**Consignas:**
1/ Reescribe el pasaje de la reseña que empieza en "El impresionismo reinventado" y termina tras "y de mitos.", sustituyendo "juglares" por "trovadores".
2/ Según la reseña, ¿qué día se vio y escuchó lo que en ella se describe?

**Texto fuente:**
╔══

John Bainville, en El mar.
Esto es lo que vimos y escuchamos en la tarde y en la noche del viernes 7 de julio de 2017. Y lo primero es lo esencial, y hay que decirlo y enunciarlo en claro: la tesitura del coro. La extensión de sus sonidos, de calidad y muy adecuados para la ocasión. Las buenas intervenciones de las percusiones, especialmente del timbal, de los bongos, sumado al estilo ceremonioso y eficaz de la maestra brasileña Ligia Amadio, en un volumen orquestal que quizás no era el perfecto para la ocasión, en ese inicio, el Fortuna Imperatrix Mundi, de “Carmina Burana”.
Luego, la aparición del barítono nacional Ramiro Maturana, en un tono grave, oscuro, viril y melodioso, aunque demasiado quejumbroso y plañidero, a nuestra complacencia. Se apreció un excelente contrapeso entre las voces femeninas y las masculinas del coro, mantenidas en un nivel que podríamos catalogar de más que aceptable, gracias al trabajo conductor de su director, Juan Pablo Villarroel. Y otra vez la presencia notoria del trío de bongos.
El impresionismo reinventado de Carl Orff, en una obra de amplios cromos estéticos. Nuevamente, las coloraturas emanadas por las gargantas propiedad del “sexo débil”. De frágiles para nada, en el reflejo propiciatorio de una pieza contundente, en esta partitura ecléctica, ambiciosa, hambrienta de gloria, de poesía y de sueños. Compuesta en pleno siglo XX, el de las guerras mundiales, y cantadas al modo en que lo hacían los juglares medievales, que caminaban los bosques preñados de fantasmas y de mitos.

╚══

**Listado:**
╔══

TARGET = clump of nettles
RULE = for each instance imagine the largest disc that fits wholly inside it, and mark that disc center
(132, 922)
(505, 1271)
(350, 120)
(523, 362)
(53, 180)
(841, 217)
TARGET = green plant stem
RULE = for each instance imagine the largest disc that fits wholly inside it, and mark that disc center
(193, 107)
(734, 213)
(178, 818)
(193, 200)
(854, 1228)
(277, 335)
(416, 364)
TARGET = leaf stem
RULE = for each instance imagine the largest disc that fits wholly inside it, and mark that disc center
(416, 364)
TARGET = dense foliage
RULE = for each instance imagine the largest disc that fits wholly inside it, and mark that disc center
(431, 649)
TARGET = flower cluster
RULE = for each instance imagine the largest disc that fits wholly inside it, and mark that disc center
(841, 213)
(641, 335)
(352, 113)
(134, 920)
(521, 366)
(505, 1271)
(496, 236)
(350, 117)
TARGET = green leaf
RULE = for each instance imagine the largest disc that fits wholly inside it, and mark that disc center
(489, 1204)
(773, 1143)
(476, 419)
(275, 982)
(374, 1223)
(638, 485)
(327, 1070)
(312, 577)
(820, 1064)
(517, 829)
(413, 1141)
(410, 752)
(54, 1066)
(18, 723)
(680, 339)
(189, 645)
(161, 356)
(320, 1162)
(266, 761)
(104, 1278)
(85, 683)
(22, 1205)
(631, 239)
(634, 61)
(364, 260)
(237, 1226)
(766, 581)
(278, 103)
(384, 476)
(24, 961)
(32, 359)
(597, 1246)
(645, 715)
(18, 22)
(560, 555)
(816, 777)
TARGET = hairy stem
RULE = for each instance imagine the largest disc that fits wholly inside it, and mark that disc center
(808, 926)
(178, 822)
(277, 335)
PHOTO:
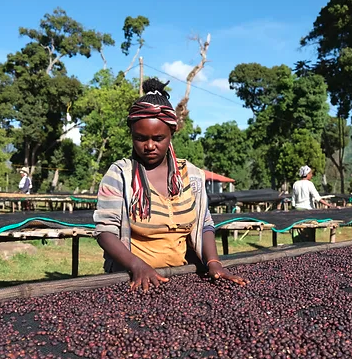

╚══

**Respuestas por consigna:**
1/
El impresionismo reinventado de Carl Orff, en una obra de amplios cromos estéticos. Nuevamente, las coloraturas emanadas por las gargantas propiedad del “sexo débil”. De frágiles para nada, en el reflejo propiciatorio de una pieza contundente, en esta partitura ecléctica, ambiciosa, hambrienta de gloria, de poesía y de sueños. Compuesta en pleno siglo XX, el de las guerras mundiales, y cantadas al modo en que lo hacían los trovadores medievales, que caminaban los bosques preñados de fantasmas y de mitos.

2/ El viernes 7 de julio de 2017.